Reading text:
In addition, the Employer argues that the agreement calls for a seven-day work week such that the Employer is empowered to schedule unit members to work shifts which include those Sundays covered by its work permit as part of the employees’ regular shift, albeit at the increased pay rate demanded by R.I. G.L. § 25-1-6. The Employer further asserts that up until Sunday, November 10, 1974, members of the unit “have worked on Sunday pursuant to the contract when scheduled to do so”. (First Amended Complaint Par. 5).

On Sunday, November 10, 1974, members of the unit collectively refused to work the Sunday shift. Pursuant to the provisions of Article XI of the agreement, the Union filed a grievance disputing the Employer’s power to schedule Sunday work. Since November 10, Sunday operations at the plant have been performed by supervisory personnel. In response to what it viewed to be a violation of the no-strike clause and the grievance procedures of the agreement, the Employer filed this action in federal district court under § 301(a) of the Labor Management Relations Act (“LMRA”), 29 U.S.C. § 185(a), seeking a so-called “Boys Markets injunction”. Boys Markets v. Retail Clerks Union, Local 770, 398 U.S. 235, 90 S.Ct. 1583, 26 L.Ed.2d 199 (1970). The Employer contends that each Sunday’s cessation of work would result in $98,000.00 in lost production. Further, despite the language in Article XI, § 7(a) of the agreement absolving the Employer of any duty to arbitrate in the face of a work stoppage, the Employer represents that it is nonetheless ready and willing to process the dispute through the grievance and arbitration procedures of Article XI. (First Amended Complaint Par. 10).

Set tasks:
a) In the Sunday work dispute passage, rewrite the stretch from "In addition, the" through "Complaint Par. 5).", swapping "Employer" for "Company".
b) Answer these questions using the Sunday work dispute passage:
(i) On what date did members of the unit collectively refuse to work the Sunday shift?
(ii) Who has performed Sunday operations at the plant since November 10?
(iii) How much lost production does the Employer say each Sunday's cessation of work would cause?
c) Carry on the Sunday work dispute passage from its final sentence.

Data extract:
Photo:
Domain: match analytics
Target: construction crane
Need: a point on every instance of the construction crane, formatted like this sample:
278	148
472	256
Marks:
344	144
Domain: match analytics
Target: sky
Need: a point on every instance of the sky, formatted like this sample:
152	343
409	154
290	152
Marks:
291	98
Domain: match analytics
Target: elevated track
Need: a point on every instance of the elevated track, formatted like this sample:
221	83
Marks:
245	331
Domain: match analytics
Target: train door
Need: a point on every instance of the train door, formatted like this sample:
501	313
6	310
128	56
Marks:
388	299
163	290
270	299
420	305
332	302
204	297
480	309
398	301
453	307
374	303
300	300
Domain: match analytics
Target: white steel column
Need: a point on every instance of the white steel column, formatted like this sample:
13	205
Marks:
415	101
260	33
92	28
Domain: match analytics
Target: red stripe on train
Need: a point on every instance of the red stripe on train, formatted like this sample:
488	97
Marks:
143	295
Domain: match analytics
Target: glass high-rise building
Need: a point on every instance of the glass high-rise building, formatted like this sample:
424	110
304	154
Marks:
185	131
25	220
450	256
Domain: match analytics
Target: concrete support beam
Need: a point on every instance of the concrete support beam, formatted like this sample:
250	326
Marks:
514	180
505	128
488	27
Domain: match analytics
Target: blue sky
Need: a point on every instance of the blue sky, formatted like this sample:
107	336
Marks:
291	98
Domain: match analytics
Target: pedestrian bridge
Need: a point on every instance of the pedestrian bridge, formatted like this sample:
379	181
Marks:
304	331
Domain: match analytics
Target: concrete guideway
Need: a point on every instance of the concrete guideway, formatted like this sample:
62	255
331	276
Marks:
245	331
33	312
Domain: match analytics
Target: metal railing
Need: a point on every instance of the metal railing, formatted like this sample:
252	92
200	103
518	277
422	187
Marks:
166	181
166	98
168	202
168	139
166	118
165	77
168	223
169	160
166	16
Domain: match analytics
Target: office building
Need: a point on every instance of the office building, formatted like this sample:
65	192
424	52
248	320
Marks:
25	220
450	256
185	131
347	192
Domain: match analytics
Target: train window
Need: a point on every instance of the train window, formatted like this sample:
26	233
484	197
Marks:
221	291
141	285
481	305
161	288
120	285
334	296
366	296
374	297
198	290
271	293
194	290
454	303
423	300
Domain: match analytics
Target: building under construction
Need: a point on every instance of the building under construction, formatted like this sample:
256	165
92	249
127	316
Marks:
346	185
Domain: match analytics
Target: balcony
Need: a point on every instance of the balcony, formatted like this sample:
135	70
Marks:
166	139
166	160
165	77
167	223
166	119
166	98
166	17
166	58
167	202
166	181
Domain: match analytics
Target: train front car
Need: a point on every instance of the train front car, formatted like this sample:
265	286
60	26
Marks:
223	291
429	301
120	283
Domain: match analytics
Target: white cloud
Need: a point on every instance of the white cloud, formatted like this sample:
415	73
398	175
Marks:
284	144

The replies:
a)
In addition, the Company argues that the agreement calls for a seven-day work week such that the Company is empowered to schedule unit members to work shifts which include those Sundays covered by its work permit as part of the employees’ regular shift, albeit at the increased pay rate demanded by R.I. G.L. § 25-1-6. The Company further asserts that up until Sunday, November 10, 1974, members of the unit “have worked on Sunday pursuant to the contract when scheduled to do so”. (First Amended Complaint Par. 5).

b)
(i) Sunday, November 10, 1974
(ii) Supervisory personnel
(iii) $98,000.00

c)
The Union, of course, disputes the Employer’s interpretation of the agreement and contends that it does not authorize the Employer to schedule unit members to Sundays as part of their regular shift. Both parties agree, however, and the Court so finds, that the grievance in question is subject to the mandatory grievance and arbitration procedures outlined in Article XI of the agreement. Whether the contract does indeed empower the Employer to assign Sunday work is a question which must be left to the arbitral process. United Steelworkers of America v. American Manufacturing Co., 363 U.S. 564, 568-569, 80 S.Ct. 1343, 4 L.Ed.2d 1403 (1960); United Steelworkers of America v. Warrior & Gulf Navigation Co., 363 U.S. 574, 582-583, 80 S.Ct. 1347, 4 L.Ed.2d 1409 (1960).

The Union, however, contends that even if the agreement were construed to authorize Sunday work, such an agreement would violate both R.I.G.L. § 25-1-6 and the United States Constitution. By its alternative motions, the Union has therefore interposed a number of objections to the issuance of an injunction and the maintenance of the action. For the purpose of determining these motions, the Court must assume that the collective bargaining agreement does in fact provide for Sunday work assignments in the same manner and with the same sanctions for absenteeism as Monday through Saturday assignments. First, the Union claims that R.I.G.L. § 25-1-6 must be construed to prevent the Employer from enforcing, by way of penalty or discharge, any collective agreement to do Sunday work. However, since § 25-1-6 has never been construed by the state courts, the Union urges this Court to abstain and stay these proceedings pending an authoritative state interpretation of the statute. Third, the Union argues that a contract provision requiring Sunday work would place an impermissible burden on the individual employee’s freedom to practice his religion, and thereby violate the First Amendment to the United States Constitution.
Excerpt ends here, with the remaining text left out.